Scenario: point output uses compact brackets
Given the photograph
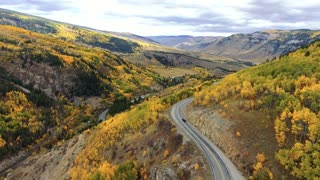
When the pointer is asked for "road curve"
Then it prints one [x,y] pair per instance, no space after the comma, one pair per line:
[221,167]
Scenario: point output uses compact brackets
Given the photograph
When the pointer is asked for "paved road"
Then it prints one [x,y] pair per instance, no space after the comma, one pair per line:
[220,166]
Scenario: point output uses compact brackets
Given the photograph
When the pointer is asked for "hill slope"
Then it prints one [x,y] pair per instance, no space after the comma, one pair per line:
[256,47]
[129,46]
[184,42]
[279,99]
[51,88]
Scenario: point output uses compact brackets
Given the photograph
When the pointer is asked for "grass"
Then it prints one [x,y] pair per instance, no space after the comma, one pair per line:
[173,72]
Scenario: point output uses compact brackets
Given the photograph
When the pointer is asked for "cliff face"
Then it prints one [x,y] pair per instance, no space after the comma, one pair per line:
[51,80]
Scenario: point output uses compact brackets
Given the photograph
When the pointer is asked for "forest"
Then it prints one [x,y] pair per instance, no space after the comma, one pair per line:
[288,90]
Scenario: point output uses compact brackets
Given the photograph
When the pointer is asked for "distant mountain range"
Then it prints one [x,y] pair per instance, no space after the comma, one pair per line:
[256,47]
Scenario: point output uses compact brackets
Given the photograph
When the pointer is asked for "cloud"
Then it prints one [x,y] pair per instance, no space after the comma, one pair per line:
[167,17]
[41,5]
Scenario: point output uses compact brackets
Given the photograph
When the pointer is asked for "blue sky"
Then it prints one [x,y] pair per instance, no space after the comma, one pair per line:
[180,17]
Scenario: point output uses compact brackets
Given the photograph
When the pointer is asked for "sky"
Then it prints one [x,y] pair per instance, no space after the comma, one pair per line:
[180,17]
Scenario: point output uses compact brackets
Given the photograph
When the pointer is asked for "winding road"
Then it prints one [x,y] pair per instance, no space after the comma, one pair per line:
[221,167]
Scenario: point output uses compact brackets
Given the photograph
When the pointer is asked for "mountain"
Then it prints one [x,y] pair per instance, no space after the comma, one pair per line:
[255,47]
[52,88]
[269,115]
[116,42]
[184,41]
[54,85]
[128,46]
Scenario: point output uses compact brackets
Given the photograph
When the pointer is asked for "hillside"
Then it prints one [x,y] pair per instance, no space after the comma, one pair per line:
[270,116]
[184,42]
[128,46]
[116,42]
[57,86]
[255,47]
[52,90]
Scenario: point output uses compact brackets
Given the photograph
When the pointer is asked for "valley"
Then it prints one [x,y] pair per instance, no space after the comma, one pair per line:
[81,103]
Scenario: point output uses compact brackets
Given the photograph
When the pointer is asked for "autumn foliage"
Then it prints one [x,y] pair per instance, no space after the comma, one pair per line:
[287,89]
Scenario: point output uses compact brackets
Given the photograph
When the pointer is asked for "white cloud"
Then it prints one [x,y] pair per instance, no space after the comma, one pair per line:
[167,17]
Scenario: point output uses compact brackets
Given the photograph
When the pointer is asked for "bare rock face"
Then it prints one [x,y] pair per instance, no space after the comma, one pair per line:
[51,80]
[163,173]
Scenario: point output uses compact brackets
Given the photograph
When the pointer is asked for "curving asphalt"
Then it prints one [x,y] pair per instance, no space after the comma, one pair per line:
[221,167]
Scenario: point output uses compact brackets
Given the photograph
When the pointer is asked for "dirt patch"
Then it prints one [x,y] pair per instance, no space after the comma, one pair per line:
[240,134]
[54,164]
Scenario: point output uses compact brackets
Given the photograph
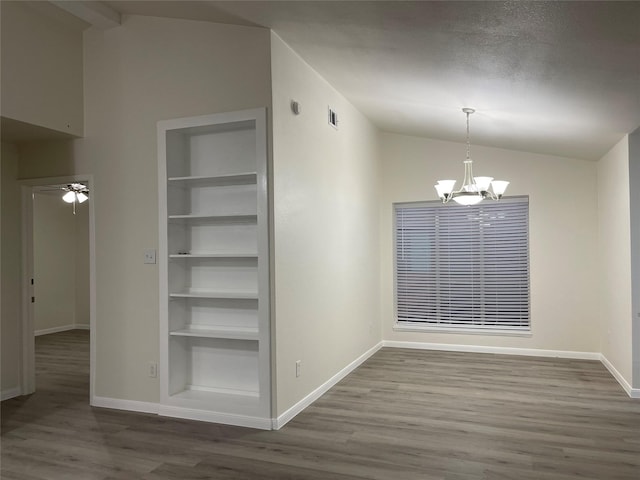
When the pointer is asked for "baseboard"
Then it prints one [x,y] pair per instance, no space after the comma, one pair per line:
[119,404]
[10,393]
[632,392]
[215,417]
[282,420]
[529,352]
[63,328]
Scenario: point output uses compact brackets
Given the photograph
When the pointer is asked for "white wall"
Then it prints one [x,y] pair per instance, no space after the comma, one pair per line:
[615,257]
[10,271]
[41,66]
[562,231]
[60,251]
[146,70]
[325,227]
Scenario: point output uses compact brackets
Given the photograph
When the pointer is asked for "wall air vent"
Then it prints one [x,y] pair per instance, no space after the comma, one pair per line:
[333,118]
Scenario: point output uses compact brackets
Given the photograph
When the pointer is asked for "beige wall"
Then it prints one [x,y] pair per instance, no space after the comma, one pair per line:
[146,70]
[615,257]
[563,235]
[41,66]
[82,297]
[61,254]
[10,270]
[634,203]
[326,229]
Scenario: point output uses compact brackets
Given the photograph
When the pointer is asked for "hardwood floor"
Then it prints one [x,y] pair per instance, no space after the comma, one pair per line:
[404,414]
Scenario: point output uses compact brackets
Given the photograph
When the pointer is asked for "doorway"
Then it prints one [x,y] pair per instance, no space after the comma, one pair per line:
[58,268]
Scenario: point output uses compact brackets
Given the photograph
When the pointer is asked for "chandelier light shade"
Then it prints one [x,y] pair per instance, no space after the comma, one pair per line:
[474,189]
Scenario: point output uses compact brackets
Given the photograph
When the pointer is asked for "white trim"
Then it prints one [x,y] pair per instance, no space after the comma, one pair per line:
[62,328]
[10,393]
[215,417]
[288,415]
[417,327]
[531,352]
[632,392]
[129,405]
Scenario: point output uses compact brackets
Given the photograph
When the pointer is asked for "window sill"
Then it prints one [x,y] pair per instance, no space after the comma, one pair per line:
[411,327]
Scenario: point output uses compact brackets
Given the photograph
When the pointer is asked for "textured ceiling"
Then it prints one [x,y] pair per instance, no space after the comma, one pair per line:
[560,78]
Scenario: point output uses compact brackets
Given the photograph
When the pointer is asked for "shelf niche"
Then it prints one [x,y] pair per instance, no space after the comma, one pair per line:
[214,288]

----------

Without including the pictures, reproduce all entries exactly.

Scenario: point output uses compact brackets
Given the photograph
When the pointer is asked for "road curve"
Then it prints one [x,y] pair per instance, no space after the comma, one pair per line:
[221,167]
Scenario: point output uses compact brackets
Given the photograph
When the pointer is asked for "paved road"
Then it prints one [x,y] pair per instance, no space after the comma, one pair per line:
[220,166]
Scenario: point output uses compact brackets
Given the photograph
When the pointer is asked for "hill slope"
Then it prints one [x,y] pair per instance, no space after the comma, one pair per line:
[256,47]
[129,46]
[184,42]
[279,99]
[51,88]
Scenario: point output uses compact brackets
Given the photograph
When the pointer is asked for "grass"
Then it prints one [x,y] pair per instance, no space after the comma, one pair per line:
[173,72]
Scenario: point output uses compact brackets
Given the photograph
When the pointer is asked for "cliff face"
Then it prints one [x,y] pair per instance, no space after the comma, one pair per line:
[51,80]
Scenario: point output uses compact brackets
Given the photograph
When the pointer is asked for "forest"
Then it prints one [x,y] pair per instance, no space after the comma, one pair per line:
[288,90]
Scenario: point output uses compact brackets
Given the photograph
When the pointer is asked for "distant mountain range"
Then it prints one [x,y] pair per instance, no space after the comma, one pair per line:
[256,47]
Scenario: point output uses compact brackets
Given the photograph
When the pointer is asked for "cloud"
Then it prints one [x,y] pair per instance, no space after the comma, one pair per line:
[167,17]
[41,5]
Scenario: point output uses compact brackets
Given the photograph
When the pointer is asked for "blue sky"
Then it prints one [x,y] pair per instance, no space after the comma, one pair per line:
[180,17]
Scenario: point output uses compact brackets
Given the photograph
When the pointer is asked for "sky"
Then it prints one [x,y] pair per instance, no space after the comma, one pair per line:
[180,17]
Scenario: point output uses compact brackets
Given the photograph
When the pointer is asked for "winding road"
Then it prints one [x,y] pair per instance, no space after the comma, one pair per line:
[221,167]
Scenario: point output uses compact brackets
Given the photograph
When the pointer is asked for "mountain"
Then it prints one [x,y] pair per instance, no space after the comma, one pair per line:
[255,47]
[52,88]
[269,115]
[116,42]
[184,41]
[54,85]
[128,46]
Scenario: point output uses compact brackets
Given the photograph
When the pointer is asked for "hillside"
Then it prints one [x,y] pair per instance, no space after the comma, one pair per line:
[270,116]
[184,42]
[128,46]
[116,42]
[57,86]
[255,47]
[52,90]
Scenario: point output uses compact brackets
Given the photograph
When the pointer is asked for "valley"
Then it prints one [x,y] pair per instance, no space after the comma, one pair per line:
[81,103]
Scenario: point output uses compact brackets
Given the photograph
When the pointer is asked for "autumn foliage"
Then it prints one [x,y] pair per instance, no space after the comma, one pair per line:
[287,89]
Scenario: point output uses compact brackets
Given the photograph
When the pointer is asked for "white cloud"
Then it prints one [x,y] pair per instance, no space after the comma, one pair per line:
[167,17]
Scenario: point output uses compact brackets
Given the photograph
When the pointer is asked for "bare rock face"
Then it prints one [x,y] pair per instance, no space after the comma, one pair per line:
[51,80]
[163,173]
Scenario: point output uses compact brackets
Given the photograph
When the pointer is asked for "curving asphalt"
Then it prints one [x,y] pair per instance, no space after the comma, one pair per line:
[221,167]
Scenario: point output uses compact brackets
Given the photograph
When the pointer is asked for "dirt patch"
Then it prints one [x,y] pair per instance, no space after the comma, one pair per line:
[240,134]
[54,164]
Scenario: point output uses compact brackets
Given the photograph
When the pointer is asked for "baseboard"
Then it prints one [x,y] pair per instance, no space after the comma, one pair per line:
[119,404]
[10,393]
[632,392]
[215,417]
[282,420]
[529,352]
[63,328]
Scenario: point output uses compact brackets
Given the photograph
When the pointer is asked for "white wall"
Then it prints one [x,y] pair per instance, no space after the comma, one pair per line:
[615,257]
[10,271]
[41,66]
[562,231]
[60,251]
[146,70]
[325,227]
Scenario: point output uses compact brackets
Given the photograph
When the pointer is asked for "wall air vent"
Then it prints one [x,y] pair per instance, no space after the comma, one pair per line:
[333,118]
Scenario: point output uses compact brackets
Given the photograph
When the pointer is asked for "beige wall"
Then it prints one [x,y] pair per instance, no space after the comma, one pair per line:
[146,70]
[615,257]
[563,235]
[41,66]
[82,297]
[61,254]
[10,270]
[634,203]
[326,229]
Scenario: point output uses compact brackets
Given the photograph
When the pointer is asked for "hardwood floor"
Then it prints one [x,y] pair per instance, no space after the comma, one pair per line:
[404,414]
Scenario: point output uses compact brackets
Given the photograph
When the pointer is asked for "doorway"
Then it prints one [x,y] pair per instance, no space after the comma, one pair per line:
[58,268]
Scenario: point output uses compact brackets
Given the photograph
When the pointer is asked for "chandelier light shade"
Then it prints one [x,y] pair per instance, no space after the comma, one pair per line:
[474,189]
Scenario: point output uses compact brackets
Given the photograph
When the pointer is asked for "white trim"
Then it prints one [x,y] pair per instance, no space after the comma, one pair per line:
[62,328]
[10,393]
[215,417]
[288,415]
[417,327]
[531,352]
[632,392]
[129,405]
Scenario: point output uses compact brackets
Given the photograph
When the pointer is asked for "window sill"
Then it prints one [x,y] pair per instance, no space after the comma, one pair per line:
[411,327]
Scenario: point output uses compact brackets
Given the photograph
When the pointer is asked for "textured ceiling"
Then it prints one [x,y] pair per instance, no space after the comma, one pair per line:
[560,78]
Scenario: point output uses compact brackets
Given the photograph
When the pointer is asked for "shelf niche"
Then it prints one [x,y] pair per instance, no space after the comma, one pair per line:
[214,288]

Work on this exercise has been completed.